TEXT BLOCK ::
In such a scenario, sensor 102 and/or user tag 130 may be
operatively coupled with a game token with which the user interacts
when performing the user behavioral action. Detection of the user
behavioral action may advance the user up a leaderboard and may
present the user with suitable offers that may enhance the user's
enjoyment of the game, and that may thus encourage the behavioral
change.
[0026] Offers are supplied by server computing device 106 to client
computing device 116. Client computing device 116 includes a logic
subsystem 120, a data-holding subsystem 122, and a display
subsystem 118, and is configured to read from and/or write to
removable computer readable media 124. Logic subsystem 120 is
configured to execute instructions stored in the data-holding
subsystem 122 to implement the instructions for performing various
methods described herein. Client computing device 116 may be any
suitable computing device. Non-limiting examples of client
computing device 116 include a mobile and/or wireless computing
device, a networked computer, or a kiosk-type device.
[0027] Client computing device 116 also includes a user interface
121 for receiving input from the user and for displaying
information to the user. For example, in one scenario, a user may
view information about the user's energy consumption and savings,
as detected by sensors 102, via user interface 121. A score and/or
a score value related to the sensed behavioral action of the user
may be presented to the user via user interface 121. User interface
121 may also present historical information for the user's sensed
behavioral actions (e.g., accumulated scores and/or score values,
instances of one or more sensed behavioral actions over a time
interval, etc.) that may incentivize the behavioral action and/or
inform the user of potential "backsliding" into old habits. User
interface 121 may be presented in any suitable way. Non-limiting
examples of user interface 121 include user-customizable and/or
personalized web pages, SMS text messages, TWITTER-style feeds, and
email alerts displayed by client computing device 116.
[0028] The user may receive and select offers via user interface
121. The user may also configure aspects of behavior reward module
112 via user interface 121. For example, a user may associate a
score with a behavioral action, such as assigning a score for
commuting a predetermined distance by bicycle. In some embodiments,
user interface 121 may be presented via display subsystem 118
though it will be appreciated that user interface 121 may be
presented to a user via any suitable presentation hardware.
[0029] As shown in FIG. 1, communication among the various
computing devices of behavior reward system 100 is handled by
network 128. It will be understood that sensors 102, gateway
computing device 104, server computing device 106, client computing
device 116, and computing devices included in offering parties 126
may include suitable communication subsystems configured to
communicatively couple with one or more other computing devices.
Such communication subsystems may include wired and/or wireless
communication devices compatible with one or more different
communication protocols. Some non-limiting examples include
wireless telephone networks (e.g., cellphone networks), a wired
local area network (LAN), a wired wide area network (WAN), wireless
LANs and/or WANs, and so on. In some embodiments, the communication
subsystems may allow the computing devices to send and/or receive
messages to and/or from other computing devices via the
Internet.

APPLY WHAT YOU READ ::
- a) Copy the part of the behavior reward system passage between "[0028] The user" and "suitable presentation hardware.", inclusive.
- b) Extend the behavior reward system passage, starting right after its final sentence.
The listing that follows has no connection to the behavior reward system passage.

RECORDS SHOWN ::
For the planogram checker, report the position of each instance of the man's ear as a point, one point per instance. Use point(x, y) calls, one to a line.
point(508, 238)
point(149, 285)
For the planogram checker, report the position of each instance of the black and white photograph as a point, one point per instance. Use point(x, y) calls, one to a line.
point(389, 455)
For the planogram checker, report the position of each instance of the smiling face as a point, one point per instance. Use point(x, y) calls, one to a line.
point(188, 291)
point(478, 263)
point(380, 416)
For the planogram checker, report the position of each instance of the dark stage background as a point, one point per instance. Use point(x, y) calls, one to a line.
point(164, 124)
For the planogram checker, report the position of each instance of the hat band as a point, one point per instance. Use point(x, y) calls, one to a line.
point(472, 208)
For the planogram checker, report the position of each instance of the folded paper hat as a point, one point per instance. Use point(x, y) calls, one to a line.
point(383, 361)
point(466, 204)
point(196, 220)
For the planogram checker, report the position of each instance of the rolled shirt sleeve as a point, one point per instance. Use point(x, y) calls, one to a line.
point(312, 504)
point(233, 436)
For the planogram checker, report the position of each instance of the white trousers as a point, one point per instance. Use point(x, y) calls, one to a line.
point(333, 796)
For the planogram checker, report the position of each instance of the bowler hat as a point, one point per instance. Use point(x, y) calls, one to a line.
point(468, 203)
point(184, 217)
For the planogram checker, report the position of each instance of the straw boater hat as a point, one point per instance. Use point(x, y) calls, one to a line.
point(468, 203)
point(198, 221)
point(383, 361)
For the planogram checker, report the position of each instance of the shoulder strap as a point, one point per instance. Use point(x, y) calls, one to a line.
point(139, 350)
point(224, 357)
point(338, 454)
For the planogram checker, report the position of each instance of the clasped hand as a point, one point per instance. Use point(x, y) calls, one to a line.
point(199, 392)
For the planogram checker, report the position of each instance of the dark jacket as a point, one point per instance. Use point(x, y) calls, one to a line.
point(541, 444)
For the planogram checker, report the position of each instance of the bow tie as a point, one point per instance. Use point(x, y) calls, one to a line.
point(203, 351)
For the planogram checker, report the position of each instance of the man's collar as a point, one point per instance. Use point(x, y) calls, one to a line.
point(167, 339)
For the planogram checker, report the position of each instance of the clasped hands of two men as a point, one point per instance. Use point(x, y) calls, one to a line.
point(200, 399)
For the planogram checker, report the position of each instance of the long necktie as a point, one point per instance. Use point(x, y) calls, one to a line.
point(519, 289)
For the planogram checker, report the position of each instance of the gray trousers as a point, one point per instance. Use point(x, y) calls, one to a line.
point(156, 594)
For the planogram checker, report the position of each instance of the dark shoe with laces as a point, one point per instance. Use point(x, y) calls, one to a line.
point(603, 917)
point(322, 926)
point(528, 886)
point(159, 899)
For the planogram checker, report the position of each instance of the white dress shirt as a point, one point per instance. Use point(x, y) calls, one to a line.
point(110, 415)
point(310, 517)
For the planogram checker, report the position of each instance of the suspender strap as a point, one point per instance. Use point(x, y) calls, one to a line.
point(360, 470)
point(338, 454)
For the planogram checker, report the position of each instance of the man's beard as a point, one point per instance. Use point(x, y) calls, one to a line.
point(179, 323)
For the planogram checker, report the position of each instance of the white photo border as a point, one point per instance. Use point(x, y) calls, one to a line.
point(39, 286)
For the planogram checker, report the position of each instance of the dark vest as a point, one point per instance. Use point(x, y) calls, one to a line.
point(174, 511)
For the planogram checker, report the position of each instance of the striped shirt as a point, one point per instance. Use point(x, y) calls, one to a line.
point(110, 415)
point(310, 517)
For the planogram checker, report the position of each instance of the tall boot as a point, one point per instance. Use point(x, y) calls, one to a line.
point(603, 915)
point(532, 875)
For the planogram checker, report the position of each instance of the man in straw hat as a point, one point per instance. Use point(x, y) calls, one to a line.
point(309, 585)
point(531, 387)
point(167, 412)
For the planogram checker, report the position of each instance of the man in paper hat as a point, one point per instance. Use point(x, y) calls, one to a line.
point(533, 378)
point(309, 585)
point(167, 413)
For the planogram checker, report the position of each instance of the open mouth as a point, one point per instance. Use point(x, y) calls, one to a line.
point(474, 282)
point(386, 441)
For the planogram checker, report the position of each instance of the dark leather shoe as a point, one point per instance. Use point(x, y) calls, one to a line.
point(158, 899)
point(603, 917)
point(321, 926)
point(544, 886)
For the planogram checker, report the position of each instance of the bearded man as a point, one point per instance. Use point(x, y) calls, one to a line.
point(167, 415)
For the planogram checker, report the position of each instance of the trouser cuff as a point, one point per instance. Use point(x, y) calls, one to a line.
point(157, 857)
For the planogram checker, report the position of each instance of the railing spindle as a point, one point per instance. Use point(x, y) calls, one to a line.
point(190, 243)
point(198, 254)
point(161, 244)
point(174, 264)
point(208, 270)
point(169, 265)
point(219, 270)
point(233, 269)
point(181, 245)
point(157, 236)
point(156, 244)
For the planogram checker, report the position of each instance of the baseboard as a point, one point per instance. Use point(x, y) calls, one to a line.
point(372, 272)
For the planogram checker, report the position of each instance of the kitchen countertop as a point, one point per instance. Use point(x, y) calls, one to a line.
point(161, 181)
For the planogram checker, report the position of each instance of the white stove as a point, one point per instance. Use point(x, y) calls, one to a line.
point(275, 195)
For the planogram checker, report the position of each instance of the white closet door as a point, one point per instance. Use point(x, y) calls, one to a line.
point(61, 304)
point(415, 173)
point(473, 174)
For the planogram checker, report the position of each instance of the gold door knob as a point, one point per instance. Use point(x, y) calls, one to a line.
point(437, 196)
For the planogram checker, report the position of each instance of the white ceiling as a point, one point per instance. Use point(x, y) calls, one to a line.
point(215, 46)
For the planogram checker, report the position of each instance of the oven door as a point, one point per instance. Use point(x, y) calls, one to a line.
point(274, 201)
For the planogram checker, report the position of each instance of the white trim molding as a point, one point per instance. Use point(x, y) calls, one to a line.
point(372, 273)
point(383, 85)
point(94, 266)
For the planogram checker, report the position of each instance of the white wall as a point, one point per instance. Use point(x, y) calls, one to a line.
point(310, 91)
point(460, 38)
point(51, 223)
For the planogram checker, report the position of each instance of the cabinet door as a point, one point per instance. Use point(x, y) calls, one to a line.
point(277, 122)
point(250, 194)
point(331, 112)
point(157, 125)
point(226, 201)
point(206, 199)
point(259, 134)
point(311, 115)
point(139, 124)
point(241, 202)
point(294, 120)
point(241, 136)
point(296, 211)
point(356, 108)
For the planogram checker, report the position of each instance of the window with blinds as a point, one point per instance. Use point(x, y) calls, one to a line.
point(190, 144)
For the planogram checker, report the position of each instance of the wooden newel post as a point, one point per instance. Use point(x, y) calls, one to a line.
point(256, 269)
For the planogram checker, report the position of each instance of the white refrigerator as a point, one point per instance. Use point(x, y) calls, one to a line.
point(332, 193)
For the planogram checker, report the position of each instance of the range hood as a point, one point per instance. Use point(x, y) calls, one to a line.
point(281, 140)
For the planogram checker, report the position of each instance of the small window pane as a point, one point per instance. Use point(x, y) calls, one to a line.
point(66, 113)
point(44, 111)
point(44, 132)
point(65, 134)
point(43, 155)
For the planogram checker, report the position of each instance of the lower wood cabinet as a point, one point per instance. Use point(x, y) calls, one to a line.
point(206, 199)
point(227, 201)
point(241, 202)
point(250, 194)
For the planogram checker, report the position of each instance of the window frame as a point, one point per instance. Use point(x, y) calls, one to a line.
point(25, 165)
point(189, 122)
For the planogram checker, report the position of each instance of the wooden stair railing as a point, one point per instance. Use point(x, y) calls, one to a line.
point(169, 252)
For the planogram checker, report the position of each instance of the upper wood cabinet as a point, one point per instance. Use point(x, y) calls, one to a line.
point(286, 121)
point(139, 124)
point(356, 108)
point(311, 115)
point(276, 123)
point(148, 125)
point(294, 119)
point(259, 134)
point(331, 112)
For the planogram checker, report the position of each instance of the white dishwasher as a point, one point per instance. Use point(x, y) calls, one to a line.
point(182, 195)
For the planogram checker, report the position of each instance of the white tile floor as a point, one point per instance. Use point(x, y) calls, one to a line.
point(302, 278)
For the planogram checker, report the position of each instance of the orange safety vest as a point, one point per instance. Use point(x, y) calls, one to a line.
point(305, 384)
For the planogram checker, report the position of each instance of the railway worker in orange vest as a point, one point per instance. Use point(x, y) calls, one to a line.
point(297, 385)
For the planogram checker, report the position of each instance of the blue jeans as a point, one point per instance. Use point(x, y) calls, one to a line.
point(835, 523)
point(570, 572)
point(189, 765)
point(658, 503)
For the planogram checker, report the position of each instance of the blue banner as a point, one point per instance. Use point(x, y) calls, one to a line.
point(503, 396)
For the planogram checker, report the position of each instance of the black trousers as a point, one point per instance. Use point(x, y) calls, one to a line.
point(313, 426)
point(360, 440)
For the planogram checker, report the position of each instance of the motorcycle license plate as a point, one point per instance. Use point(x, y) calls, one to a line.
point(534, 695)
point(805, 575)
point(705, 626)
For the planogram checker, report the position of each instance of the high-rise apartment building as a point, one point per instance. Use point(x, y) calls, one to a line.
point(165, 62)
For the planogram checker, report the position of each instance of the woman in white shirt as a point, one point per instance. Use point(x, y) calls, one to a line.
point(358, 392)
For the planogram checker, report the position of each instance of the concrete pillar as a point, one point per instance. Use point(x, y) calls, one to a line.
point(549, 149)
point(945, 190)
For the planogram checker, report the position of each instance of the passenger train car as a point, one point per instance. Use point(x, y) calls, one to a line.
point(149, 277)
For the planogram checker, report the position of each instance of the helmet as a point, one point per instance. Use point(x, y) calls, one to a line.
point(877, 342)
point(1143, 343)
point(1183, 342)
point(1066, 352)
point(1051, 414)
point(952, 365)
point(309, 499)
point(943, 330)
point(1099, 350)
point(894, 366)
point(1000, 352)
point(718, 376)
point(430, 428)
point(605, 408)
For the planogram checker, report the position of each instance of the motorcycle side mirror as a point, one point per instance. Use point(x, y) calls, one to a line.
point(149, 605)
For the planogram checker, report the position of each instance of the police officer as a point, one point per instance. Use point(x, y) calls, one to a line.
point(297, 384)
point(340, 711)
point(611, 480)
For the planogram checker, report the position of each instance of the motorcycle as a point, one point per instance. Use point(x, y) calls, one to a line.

WRITTEN RESPONSES ::
- a)
[0028] The user may receive and select offers via user interface
121. The user may also configure aspects of behavior reward module
112 via user interface 121. For example, a user may associate a
score with a behavioral action, such as assigning a score for
commuting a predetermined distance by bicycle. In some embodiments,
user interface 121 may be presented via display subsystem 118
though it will be appreciated that user interface 121 may be
presented to a user via any suitable presentation hardware.

- b)
[0030] Sensor 102 may be removably attached to an object (e.g., a
sensor sticker affixed to a tube of toothpaste), or otherwise
compact and portable (e.g., a sensor affixed to a hub of a
bicycle). In some embodiments, sensor 102 may be configured to
encourage interaction with sensor 102 to perform a particular user
behavioral action. For example, in some embodiments, sensor 102
and/or user tag 130 may be included in or attached to a toy to
encourage a child to perform the user behavioral action. Thus, in
one scenario, the toy including sensor 102 may be used by the child
as a part of a game in which performance of a particular user
behavioral action may be rewarded with an offer of points,
advancement in the game, etc.
[0031] In some embodiments, sensor 102 includes a wireless sensor
configured to wirelessly transmit messages to server computing
device 106. Because such sensors may need to operate in a low power
state to extend battery life or to utilize a smaller power source,
in some embodiments, sensor 102 may include a logic subsystem
configured to remain in a standby state until it receives an
interrupt generated by a detector included in sensor 102.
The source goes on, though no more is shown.